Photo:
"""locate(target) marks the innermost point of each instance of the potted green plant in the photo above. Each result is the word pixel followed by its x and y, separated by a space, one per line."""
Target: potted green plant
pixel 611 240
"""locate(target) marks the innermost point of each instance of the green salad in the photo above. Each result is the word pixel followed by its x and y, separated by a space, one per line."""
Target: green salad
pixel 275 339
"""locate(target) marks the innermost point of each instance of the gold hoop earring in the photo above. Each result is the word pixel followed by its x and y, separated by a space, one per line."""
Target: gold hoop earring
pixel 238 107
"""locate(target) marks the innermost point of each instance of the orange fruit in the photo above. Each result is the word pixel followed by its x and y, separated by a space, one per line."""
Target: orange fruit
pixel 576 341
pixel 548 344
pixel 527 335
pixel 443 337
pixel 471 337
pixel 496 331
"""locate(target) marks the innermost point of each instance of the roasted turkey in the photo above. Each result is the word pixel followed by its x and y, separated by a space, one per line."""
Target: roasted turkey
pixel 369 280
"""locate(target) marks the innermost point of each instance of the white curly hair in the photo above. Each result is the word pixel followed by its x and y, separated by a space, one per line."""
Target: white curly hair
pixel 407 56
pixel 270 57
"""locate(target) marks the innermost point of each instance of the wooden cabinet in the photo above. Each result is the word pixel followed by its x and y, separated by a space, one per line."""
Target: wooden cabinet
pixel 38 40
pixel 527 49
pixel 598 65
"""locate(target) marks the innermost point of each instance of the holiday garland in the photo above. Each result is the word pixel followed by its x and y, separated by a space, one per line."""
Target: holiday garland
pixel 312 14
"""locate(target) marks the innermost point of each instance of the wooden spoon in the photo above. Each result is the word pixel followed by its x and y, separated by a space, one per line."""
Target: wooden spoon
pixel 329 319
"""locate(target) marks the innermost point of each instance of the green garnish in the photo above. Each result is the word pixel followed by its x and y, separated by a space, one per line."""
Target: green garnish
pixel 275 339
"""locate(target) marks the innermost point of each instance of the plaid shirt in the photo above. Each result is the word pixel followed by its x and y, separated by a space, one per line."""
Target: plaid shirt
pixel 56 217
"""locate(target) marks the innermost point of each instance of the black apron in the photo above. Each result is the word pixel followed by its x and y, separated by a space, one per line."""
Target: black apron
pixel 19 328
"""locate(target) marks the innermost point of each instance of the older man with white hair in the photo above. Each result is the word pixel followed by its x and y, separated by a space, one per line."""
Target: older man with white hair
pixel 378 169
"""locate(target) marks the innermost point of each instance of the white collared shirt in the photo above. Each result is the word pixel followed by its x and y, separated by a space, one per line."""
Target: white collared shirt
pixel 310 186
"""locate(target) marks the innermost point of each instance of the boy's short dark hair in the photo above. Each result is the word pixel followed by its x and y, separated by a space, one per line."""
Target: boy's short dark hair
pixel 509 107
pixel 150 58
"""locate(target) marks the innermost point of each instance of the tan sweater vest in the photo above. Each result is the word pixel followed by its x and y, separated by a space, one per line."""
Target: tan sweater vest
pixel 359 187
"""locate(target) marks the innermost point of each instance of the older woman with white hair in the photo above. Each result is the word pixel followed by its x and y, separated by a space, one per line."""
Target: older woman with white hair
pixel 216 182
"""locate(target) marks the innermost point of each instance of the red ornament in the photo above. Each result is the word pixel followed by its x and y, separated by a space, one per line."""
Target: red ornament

+ + + + +

# Task:
Rewrite all of the material, replacing each occurrence of "innermost point" with "central point" and leaving everything else as it is.

# Solution to this task:
Photo:
"""locate(target) marks the central point of each instance of the potted green plant in the photo above. Each result is the word pixel followed by its x and y, separated by a space, one per line."""
Target: potted green plant
pixel 611 240
"""locate(target) marks the central point of each instance of the green salad in the photo above. Each result is the word pixel followed by its x and y, separated by a space, one per line."""
Target: green salad
pixel 275 339
"""locate(target) marks the central point of each instance of the gold hoop earring in the photo above. Each result is the word pixel followed by its x and y, separated by a space, one per line."""
Target: gold hoop earring
pixel 238 107
"""locate(target) marks the central point of each instance of the orange fruit in the photo above. Each result is the word pixel followed by its x and y, separated by a space, one per line."""
Target: orange fruit
pixel 576 341
pixel 548 344
pixel 527 335
pixel 443 337
pixel 471 337
pixel 496 331
"""locate(target) marks the central point of each instance of the roasted turkey in the photo above. Each result is the word pixel followed by its x and y, separated by a space, one per line."""
Target: roasted turkey
pixel 369 280
"""locate(target) marks the central point of each instance of the white curly hair in the photo above. Each result is the word pixel followed by its x and y, separated by a space, one per line."""
Target: white curly hair
pixel 407 56
pixel 270 57
"""locate(target) marks the central point of each instance of the wooden cabinet in the photo above. Each result is the word pixel followed by its x and y, separated by a space, one per line."""
Target: wooden cabinet
pixel 38 40
pixel 527 49
pixel 598 65
"""locate(target) marks the central point of each instance of the holiday garland in the photo above. Each result is the word pixel followed by its x and y, separated by a space, one per line."""
Target: holiday garland
pixel 312 14
"""locate(target) marks the central point of each instance of the wooden spoon in the photo above. Each result is the word pixel followed by its x and y, separated by a space, one per line."""
Target: wooden spoon
pixel 329 319
"""locate(target) marks the central point of each instance of the green garnish in the photo above. Each result is the word pixel followed by its x and y, separated by a space, one per line."""
Target: green garnish
pixel 275 339
"""locate(target) marks the central point of each instance of the plaid shirt in the photo above. Each result is the word pixel followed by its x and y, separated by a space, one per line."""
Target: plaid shirt
pixel 56 217
"""locate(target) marks the central point of each instance of the black apron in the photo above. Each result is the word pixel followed by its x and y, separated by a space, one per line."""
Target: black apron
pixel 19 328
"""locate(target) marks the central point of each instance of the older man with white hair in the photo above. Each result is the word pixel followed by its x and y, separated by a space, one per line."""
Target: older man with white hair
pixel 378 169
"""locate(target) marks the central point of each instance of the white collared shirt in the photo above. Each result is the word pixel followed by its x and y, separated by a space, one per line."""
Target: white collared shirt
pixel 310 186
"""locate(target) marks the central point of each instance of the boy's short dark hair in the photo above. Each result is the word pixel followed by its x and y, separated by a space, one per line."""
Target: boy's short dark hair
pixel 509 107
pixel 150 58
"""locate(target) marks the central point of each instance of the tan sweater vest in the photo above. Each result is the word pixel followed by its x and y, separated by a space, one per line."""
Target: tan sweater vest
pixel 359 187
"""locate(target) marks the central point of each instance of the older woman with white hair in the photo above. Each result is the word pixel followed by its x and y, separated by a space, one per line."""
Target: older woman with white hair
pixel 216 182
"""locate(target) marks the central point of each instance of the red ornament in the photo above. Each result is the word pixel followed by its x and y, separated by a space, one per line."""
Target: red ornament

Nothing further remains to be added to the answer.